:: How to complete this task ::
Reproduce the lines verbatim from the start of the records through the line holding "box: [376, 31, 624, 422]", both ends included, and leave the pictures out of your answer.

-------- Data for review

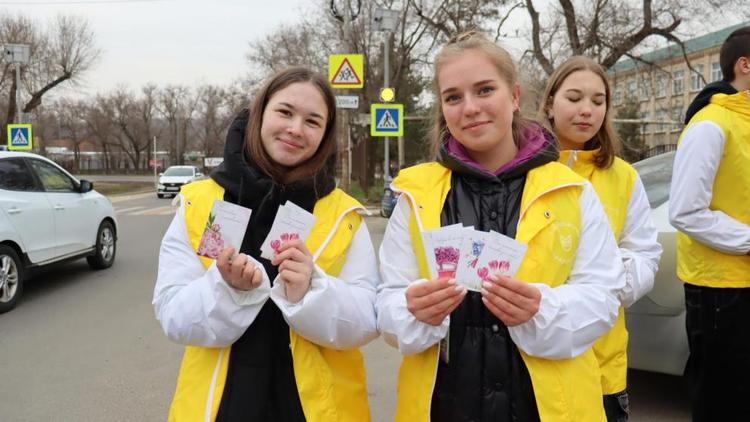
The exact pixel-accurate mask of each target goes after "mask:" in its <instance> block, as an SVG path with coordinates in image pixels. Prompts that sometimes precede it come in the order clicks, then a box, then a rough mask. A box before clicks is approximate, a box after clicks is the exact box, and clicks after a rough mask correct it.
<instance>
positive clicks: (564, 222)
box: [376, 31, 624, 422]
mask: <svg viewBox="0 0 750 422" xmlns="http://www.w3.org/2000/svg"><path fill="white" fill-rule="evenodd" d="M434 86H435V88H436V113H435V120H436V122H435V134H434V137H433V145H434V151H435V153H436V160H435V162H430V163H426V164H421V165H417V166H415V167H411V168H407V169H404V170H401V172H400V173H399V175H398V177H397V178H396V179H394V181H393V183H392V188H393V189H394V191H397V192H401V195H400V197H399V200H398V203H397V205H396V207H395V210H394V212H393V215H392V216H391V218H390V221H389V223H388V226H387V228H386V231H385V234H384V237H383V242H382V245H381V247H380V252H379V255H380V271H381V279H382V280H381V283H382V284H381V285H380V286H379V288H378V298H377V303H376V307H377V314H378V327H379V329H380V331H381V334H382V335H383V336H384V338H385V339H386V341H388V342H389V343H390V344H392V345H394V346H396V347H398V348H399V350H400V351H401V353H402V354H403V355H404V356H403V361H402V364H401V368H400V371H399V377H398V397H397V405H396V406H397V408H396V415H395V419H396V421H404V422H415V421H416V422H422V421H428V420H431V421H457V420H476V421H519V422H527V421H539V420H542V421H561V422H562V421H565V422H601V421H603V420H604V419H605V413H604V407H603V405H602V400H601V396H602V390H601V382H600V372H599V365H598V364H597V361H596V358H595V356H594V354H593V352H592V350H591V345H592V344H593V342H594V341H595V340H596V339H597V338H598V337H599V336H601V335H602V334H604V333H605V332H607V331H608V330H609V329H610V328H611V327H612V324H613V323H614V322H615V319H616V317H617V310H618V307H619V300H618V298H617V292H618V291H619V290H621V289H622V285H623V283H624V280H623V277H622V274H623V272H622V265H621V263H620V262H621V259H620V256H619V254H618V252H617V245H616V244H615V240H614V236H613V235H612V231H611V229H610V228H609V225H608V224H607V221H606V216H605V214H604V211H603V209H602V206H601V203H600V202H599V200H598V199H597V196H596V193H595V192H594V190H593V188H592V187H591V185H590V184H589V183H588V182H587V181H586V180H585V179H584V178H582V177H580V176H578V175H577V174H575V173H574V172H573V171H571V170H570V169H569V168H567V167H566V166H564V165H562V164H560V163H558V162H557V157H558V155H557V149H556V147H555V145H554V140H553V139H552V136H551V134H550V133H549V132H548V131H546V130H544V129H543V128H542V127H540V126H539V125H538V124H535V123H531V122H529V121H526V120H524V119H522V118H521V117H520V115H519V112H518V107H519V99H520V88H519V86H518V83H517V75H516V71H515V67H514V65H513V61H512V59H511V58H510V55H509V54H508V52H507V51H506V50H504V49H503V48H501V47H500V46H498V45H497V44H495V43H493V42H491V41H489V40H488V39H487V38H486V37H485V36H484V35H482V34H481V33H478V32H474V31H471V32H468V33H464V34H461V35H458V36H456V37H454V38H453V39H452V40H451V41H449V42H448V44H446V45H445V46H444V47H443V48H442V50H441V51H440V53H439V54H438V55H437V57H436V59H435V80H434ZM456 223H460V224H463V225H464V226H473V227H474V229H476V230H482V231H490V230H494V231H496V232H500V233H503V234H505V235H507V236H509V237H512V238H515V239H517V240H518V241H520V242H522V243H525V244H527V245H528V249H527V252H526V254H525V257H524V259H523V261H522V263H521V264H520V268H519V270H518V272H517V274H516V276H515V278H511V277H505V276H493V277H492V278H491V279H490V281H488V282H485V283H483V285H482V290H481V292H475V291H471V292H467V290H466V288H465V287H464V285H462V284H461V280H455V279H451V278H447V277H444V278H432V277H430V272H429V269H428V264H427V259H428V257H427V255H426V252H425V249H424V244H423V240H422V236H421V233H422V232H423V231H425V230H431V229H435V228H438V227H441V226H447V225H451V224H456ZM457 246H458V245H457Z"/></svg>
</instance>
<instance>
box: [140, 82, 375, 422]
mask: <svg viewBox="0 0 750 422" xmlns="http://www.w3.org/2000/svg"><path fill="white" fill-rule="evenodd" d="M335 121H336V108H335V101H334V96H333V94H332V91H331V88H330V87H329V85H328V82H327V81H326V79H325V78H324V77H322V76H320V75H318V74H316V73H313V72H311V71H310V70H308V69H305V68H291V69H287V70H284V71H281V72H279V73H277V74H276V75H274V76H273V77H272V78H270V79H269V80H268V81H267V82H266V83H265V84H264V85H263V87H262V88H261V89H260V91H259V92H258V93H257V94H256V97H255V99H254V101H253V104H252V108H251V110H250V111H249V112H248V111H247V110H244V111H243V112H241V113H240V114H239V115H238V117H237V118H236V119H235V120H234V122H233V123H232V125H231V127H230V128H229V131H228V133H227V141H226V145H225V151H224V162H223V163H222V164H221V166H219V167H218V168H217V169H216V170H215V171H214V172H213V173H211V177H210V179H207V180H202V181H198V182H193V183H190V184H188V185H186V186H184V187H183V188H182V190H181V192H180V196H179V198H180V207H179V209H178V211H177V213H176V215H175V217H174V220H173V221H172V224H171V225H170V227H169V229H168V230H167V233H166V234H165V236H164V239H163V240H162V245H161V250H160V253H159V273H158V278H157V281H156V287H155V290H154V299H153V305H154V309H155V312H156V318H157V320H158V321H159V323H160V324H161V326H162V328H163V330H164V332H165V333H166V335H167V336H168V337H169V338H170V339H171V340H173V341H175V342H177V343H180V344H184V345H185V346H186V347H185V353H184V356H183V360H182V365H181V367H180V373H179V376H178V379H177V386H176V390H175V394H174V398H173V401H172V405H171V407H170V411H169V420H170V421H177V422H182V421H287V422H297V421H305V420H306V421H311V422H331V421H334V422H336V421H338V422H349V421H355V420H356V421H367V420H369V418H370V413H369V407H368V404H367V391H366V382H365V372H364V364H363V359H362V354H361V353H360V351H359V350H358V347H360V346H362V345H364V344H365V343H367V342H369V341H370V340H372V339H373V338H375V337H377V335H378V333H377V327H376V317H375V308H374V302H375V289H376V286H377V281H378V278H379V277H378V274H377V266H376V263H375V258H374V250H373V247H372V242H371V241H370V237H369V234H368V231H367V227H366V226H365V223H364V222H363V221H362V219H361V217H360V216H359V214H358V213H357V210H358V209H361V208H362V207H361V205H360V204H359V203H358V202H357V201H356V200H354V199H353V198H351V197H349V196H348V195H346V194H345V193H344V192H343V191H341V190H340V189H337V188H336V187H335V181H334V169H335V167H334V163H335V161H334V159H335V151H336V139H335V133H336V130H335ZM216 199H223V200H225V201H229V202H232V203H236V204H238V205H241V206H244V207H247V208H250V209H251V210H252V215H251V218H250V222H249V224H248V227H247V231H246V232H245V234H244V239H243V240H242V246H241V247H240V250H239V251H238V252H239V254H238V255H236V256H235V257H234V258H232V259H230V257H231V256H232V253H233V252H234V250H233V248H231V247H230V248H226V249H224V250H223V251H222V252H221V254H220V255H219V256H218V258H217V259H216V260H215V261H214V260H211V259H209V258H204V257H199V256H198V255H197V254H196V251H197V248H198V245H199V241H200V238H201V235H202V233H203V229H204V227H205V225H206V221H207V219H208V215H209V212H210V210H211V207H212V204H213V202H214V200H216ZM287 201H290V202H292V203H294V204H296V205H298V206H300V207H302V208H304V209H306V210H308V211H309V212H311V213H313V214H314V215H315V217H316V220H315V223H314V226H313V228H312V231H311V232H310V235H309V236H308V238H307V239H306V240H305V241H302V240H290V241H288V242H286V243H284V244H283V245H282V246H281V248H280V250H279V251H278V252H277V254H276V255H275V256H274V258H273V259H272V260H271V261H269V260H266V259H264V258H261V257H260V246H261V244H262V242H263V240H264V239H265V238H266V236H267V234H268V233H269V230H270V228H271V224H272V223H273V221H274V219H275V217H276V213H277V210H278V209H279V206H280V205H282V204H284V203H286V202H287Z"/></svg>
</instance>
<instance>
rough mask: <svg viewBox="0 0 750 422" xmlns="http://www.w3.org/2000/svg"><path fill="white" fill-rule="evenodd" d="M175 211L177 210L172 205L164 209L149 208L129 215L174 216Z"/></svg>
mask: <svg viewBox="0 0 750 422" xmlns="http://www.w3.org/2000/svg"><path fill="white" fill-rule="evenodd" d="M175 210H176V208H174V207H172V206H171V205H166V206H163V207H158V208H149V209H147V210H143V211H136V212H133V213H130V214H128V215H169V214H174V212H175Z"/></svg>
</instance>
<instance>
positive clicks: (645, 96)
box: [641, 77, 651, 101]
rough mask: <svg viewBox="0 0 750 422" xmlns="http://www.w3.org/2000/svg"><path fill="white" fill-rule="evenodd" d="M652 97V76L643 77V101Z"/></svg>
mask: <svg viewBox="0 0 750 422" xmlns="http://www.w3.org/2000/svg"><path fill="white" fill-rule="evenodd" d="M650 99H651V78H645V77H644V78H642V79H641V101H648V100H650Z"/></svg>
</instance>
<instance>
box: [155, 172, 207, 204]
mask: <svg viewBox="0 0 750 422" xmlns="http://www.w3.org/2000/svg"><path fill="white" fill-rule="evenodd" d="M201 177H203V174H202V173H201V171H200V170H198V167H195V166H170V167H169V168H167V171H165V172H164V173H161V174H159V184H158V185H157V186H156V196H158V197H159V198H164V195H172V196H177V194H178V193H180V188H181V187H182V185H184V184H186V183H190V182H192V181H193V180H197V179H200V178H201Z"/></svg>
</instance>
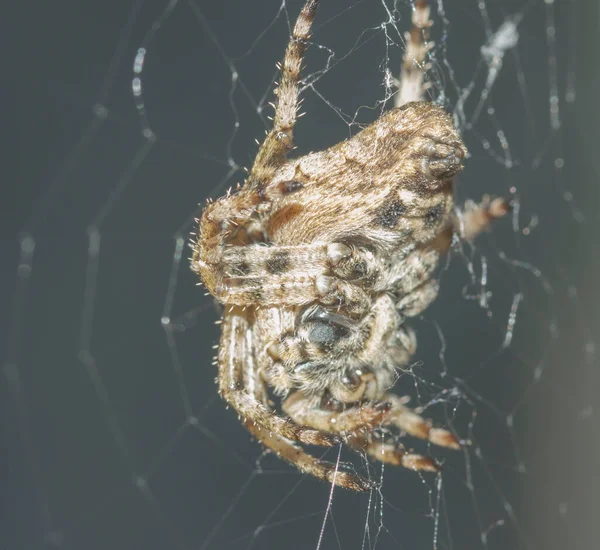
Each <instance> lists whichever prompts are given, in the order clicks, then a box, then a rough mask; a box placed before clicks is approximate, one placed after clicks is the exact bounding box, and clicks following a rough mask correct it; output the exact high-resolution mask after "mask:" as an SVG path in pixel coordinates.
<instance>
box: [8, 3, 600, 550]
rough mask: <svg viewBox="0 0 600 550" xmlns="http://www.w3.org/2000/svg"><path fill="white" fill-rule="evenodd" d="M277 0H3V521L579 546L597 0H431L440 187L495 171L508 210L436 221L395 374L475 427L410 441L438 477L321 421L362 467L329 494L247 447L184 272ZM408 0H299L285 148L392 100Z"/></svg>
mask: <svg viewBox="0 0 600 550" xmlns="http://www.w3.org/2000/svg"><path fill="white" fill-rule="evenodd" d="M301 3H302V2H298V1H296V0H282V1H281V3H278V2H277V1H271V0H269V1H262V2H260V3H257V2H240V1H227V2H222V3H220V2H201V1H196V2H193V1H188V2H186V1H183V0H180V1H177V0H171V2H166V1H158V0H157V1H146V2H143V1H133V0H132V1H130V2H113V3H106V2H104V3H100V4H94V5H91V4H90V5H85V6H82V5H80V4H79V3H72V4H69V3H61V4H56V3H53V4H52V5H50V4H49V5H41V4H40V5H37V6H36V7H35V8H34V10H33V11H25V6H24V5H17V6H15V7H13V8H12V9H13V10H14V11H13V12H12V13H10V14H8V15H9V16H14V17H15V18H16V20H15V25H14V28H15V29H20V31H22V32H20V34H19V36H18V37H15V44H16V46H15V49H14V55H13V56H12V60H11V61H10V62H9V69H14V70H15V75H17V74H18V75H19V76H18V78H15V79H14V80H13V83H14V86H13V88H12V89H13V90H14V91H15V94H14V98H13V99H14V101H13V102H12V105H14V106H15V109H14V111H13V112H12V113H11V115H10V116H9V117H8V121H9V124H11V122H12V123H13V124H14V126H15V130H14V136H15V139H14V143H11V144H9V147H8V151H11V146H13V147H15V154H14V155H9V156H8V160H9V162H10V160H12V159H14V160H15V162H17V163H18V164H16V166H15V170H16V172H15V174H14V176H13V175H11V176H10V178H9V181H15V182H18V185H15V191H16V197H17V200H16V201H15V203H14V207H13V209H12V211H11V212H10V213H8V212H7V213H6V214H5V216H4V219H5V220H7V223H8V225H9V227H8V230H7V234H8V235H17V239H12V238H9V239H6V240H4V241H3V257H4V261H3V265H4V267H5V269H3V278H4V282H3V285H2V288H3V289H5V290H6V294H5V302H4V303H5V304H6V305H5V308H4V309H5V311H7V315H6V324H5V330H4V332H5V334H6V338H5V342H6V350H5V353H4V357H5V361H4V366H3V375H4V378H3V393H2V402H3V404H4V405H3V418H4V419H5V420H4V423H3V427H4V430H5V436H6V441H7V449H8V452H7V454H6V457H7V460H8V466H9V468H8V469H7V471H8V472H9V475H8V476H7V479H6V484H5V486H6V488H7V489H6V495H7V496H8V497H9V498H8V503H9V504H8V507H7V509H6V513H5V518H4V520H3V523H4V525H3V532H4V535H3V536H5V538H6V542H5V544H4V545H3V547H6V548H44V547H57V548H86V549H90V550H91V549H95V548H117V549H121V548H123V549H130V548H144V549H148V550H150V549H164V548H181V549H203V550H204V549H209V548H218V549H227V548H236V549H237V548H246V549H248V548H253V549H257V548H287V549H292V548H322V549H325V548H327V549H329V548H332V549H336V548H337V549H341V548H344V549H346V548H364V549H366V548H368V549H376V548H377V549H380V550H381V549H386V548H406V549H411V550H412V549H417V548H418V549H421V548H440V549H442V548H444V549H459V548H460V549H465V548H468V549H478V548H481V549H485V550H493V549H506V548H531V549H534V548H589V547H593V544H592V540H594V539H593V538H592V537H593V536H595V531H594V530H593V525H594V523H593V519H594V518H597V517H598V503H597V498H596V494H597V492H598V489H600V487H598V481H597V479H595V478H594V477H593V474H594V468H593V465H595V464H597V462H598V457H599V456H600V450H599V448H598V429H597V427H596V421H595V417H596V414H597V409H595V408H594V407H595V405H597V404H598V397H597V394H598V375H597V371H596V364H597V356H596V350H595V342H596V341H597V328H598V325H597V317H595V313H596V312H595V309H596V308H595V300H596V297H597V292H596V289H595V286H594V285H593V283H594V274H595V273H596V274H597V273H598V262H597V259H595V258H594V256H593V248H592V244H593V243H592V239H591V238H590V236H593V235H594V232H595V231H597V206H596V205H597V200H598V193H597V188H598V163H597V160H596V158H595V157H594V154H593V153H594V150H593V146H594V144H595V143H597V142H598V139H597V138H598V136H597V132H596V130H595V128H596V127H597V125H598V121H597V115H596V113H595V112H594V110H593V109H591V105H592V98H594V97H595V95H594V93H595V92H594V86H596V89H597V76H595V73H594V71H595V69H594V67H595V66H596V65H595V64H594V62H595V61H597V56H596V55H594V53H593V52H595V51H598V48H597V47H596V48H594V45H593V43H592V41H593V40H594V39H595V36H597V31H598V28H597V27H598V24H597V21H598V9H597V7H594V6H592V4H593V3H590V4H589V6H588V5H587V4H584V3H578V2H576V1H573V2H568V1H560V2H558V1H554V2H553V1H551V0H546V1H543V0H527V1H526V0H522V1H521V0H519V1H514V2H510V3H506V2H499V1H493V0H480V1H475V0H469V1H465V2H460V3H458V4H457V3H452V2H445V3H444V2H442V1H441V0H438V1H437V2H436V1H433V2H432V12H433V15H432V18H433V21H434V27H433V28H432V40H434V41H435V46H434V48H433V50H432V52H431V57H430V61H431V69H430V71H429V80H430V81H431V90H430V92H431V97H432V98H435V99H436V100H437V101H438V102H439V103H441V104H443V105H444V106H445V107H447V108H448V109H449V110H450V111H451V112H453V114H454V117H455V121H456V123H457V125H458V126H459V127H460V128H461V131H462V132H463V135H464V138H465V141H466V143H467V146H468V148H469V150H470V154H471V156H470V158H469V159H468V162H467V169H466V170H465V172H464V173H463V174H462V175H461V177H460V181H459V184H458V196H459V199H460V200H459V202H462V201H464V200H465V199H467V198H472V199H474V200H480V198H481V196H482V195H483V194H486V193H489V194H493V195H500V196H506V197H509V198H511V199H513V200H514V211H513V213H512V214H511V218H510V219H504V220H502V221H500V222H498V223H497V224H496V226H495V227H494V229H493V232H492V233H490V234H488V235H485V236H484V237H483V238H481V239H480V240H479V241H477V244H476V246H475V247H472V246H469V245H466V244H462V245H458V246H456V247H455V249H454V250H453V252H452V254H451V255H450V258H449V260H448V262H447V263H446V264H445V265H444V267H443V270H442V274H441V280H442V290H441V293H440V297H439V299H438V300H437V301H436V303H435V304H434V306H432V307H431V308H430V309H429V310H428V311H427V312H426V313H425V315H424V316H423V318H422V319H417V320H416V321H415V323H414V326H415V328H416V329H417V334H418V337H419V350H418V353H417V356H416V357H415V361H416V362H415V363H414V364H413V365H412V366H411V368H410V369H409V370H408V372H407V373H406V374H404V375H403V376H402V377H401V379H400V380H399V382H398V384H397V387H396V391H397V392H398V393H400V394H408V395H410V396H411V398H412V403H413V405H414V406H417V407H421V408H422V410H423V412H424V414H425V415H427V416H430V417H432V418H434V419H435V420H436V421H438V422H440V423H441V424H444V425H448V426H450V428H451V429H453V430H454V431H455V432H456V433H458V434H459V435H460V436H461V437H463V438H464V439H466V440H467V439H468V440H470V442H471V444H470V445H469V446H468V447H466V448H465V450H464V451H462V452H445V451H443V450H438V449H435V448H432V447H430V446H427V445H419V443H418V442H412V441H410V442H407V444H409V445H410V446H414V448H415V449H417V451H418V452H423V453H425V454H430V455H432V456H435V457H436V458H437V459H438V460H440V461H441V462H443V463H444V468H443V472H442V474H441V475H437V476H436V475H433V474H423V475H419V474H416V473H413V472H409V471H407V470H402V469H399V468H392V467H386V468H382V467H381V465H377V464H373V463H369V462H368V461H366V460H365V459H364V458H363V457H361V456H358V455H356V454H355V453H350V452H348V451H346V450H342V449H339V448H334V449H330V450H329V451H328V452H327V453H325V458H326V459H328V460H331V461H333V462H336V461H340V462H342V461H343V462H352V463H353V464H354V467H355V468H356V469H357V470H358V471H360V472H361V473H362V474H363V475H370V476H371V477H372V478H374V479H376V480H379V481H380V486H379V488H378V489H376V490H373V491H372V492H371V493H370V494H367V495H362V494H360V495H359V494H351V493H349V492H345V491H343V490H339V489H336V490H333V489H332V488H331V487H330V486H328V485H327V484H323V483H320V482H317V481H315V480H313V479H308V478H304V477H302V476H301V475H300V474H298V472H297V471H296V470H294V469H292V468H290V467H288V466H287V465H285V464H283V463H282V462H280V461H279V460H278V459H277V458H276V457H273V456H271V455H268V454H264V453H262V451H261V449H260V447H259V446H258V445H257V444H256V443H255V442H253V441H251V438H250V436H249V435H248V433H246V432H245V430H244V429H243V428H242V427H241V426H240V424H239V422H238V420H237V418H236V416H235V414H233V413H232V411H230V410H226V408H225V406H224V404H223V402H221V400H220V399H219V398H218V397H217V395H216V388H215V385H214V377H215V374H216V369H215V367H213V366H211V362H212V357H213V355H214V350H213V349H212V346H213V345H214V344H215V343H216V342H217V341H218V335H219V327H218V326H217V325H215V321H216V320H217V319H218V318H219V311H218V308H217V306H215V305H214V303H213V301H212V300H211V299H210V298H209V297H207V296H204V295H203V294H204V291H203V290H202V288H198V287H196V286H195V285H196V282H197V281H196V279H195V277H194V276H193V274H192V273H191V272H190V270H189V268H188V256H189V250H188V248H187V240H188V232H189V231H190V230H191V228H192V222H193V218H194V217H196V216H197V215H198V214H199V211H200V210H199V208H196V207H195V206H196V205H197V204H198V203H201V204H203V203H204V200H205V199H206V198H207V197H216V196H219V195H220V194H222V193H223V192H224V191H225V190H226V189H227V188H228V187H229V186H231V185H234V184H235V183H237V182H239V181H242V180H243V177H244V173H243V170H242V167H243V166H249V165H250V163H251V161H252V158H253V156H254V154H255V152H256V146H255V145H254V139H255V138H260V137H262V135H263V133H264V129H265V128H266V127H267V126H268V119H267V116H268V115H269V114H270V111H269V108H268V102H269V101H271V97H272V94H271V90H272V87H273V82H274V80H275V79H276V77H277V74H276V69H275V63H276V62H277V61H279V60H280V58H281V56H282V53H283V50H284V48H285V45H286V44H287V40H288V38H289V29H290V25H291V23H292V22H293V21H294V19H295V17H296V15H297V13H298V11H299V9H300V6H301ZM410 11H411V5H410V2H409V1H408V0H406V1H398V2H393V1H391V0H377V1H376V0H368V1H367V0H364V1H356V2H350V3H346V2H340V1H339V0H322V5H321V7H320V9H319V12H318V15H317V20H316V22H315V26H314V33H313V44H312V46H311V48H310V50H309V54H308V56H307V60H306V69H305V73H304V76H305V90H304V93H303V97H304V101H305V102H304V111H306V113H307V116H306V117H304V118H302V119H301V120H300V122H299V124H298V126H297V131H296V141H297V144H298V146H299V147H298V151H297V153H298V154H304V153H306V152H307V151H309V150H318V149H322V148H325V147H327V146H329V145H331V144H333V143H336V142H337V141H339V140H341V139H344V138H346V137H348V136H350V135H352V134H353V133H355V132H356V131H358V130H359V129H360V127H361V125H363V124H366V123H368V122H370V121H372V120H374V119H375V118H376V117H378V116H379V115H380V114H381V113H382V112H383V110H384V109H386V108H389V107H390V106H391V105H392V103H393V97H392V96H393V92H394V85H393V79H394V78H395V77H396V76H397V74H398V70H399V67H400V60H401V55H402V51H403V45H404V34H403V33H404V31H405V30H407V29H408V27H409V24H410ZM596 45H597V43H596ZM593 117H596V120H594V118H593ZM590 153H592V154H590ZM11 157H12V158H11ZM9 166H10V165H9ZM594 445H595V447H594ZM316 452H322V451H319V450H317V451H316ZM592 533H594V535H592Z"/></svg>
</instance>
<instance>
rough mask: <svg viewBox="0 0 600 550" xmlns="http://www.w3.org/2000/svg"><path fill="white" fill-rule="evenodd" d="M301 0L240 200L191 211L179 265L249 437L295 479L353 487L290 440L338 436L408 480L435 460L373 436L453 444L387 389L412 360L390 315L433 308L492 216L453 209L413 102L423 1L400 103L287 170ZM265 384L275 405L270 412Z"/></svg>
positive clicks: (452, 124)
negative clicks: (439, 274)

----------------

:: Finished exercise ::
The exact pixel-accurate mask of each target goes after "mask:" in its <instance> block, as an SVG path with coordinates in image pixels. Prompts that sometimes precede it come in the order clicks, then a box, then a rough mask. A box before clicks is approximate, a box after clicks is the exact box, and clicks after a rough mask correct it.
<instance>
positive clicks: (564, 222)
box: [376, 31, 624, 422]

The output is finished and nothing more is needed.